__GIVEN TEXT__
····················
09-May-2023
Back to Home Back to TechnicalA physiotherapist friend of mine recently said 'vascular patients are just ...different'. Lets call him Luke, since that's his name.
Luke currently works with amputees in a reputed healthcare setting in Wales1, but as many UK1 physio's do, he previously spent time on the neuro- wards. Patients come to neuro- wards for a variety of reasons, head injury, stroke, dementia being but a few. As you can imagine, there are various grades of severity of all of these, and patients are also stratified into groups according to their condition. At the larger hospitals, these groups of condition x severity form a ward. Some wards are peacefully / disturbingly quiet, others are more regular.
Luke has a gift. Luke knows how to read people to a level I have rarely seen in another human being, and this is one of the characteristics that make him exceptional at his job. So, I trust him when he says vascular patients are unusual, and I have gathered its an opinion held by a variety of healthcare professionals. I am completely fascinated as to why.
What do we mean by unusual? Some personal anecdotes. My grandparent had vascular dementia, manifesting in the usual way. Something I noticed at the beginning, even as the self-absorbed teenager I was at the time, was that his diplomacy skills vanished. This disappearance was notable even above and beyond the mysteriously socially accepted crotchety-old-man archetype. Another note, this time from a clinical, superior colleague of mine: A patient's wife described going to a dinner party with her husband. The husband was recovering from a moderate-severe traumatic brain injury, affecting, as many do, the corpus callosum area of the brain, a feature I will discuss in a moment. At this dinner party, the host kindly served some drinks and food of apparently average quality, for the patient remarked, loudly, 'this food isn't very nice, is it?'. Polite dinner conversation indeed!
About the corpus callosum (CC) - this area of the brain acts as a white matter tract superhighway linking left and right hemispheres of the brain. There is very few sites that this can be done due to the brain's generally divided structure, left brain, right brain. The CC structure can easily be damaged or stretched in traumatic brain injury, but also in the cerebral hypoperfusion (read: not enough blood flow to the brain) associated with neurovascular disease i.e. vascular dementia, stroke.
····················
__DATA BLOCK__
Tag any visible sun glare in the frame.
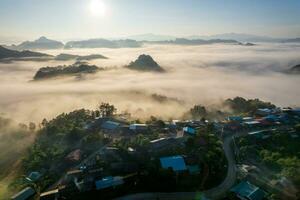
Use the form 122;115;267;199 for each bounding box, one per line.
····················
__ACTION ITEM__
Extend the post about vascular patients and the corpus callosum, picking up right after its final sentence. The listing is separate material and has no connection to the post about vascular patients.

__RESULT FOR THIS EXERCISE__
If the two halves of the brain are damaged, and in addition cannot communicate to each other in the usual way via the CC due to damage of the original network structure, the very thoughts, emotions and even movements that the patient can make are changed. In a degenerative condition, these are typically changed forever. The patient becomes a different person, with different personality and perception of social norms and their surroundings due to their new brain pathology.
How is vascular disturbance related to brain trauma? An outcome of vascular disturbance is cell death. If cells die by other means e.g. severance by direct trauma, the outcome, or effect on the patient, can be the same. In addition, vascular disturbance is inherent to traumatic brain injury. The swelling of the brain inside the skull as a confining box results in a squashing ischemia of the blood vessels, as well as bleeding at a micro (bruise) or macro (haemhorrhage) level where these blood vessels have been broken. To talk of traumatic brain injury is to talk of vascular damage.
Luckily, vascular damage can heal. And with a good blood supply, among other favourable conditions, so too can the brain. This is due to a phenomenon called neuroplasticity. The brain network can easily become damaged, but throughout life, new neurons are constantly being formed. Our brain, much like our sense of self2, is in a constant state of flux. It is possible, but by no means guaranteed, that the network will reform. But, given that you are not having exactly the same conscious and unconsious life experiences, it seems very unlikely that the neurons will reform in exactly the same way. This does not preclude the outcome of the new neural pathways being the same (e.g. a re-increase in patience), but the micro structure of the brain will likely be different. So, the new personality gained during and post- recovery may in fact be permanent.
Vis-à-vis: if it's a vascular patient, you can tell.
1 FAO Non-UK citizens: Wales is a country, the UK is a collection of countries comprising of England, Wales, Scotland and Northern Ireland.
2 Due to neuroplasticity, if your sense of self isn't subject to review, I suggest you revisit that, but this could be hearsay. See the Hard Problem.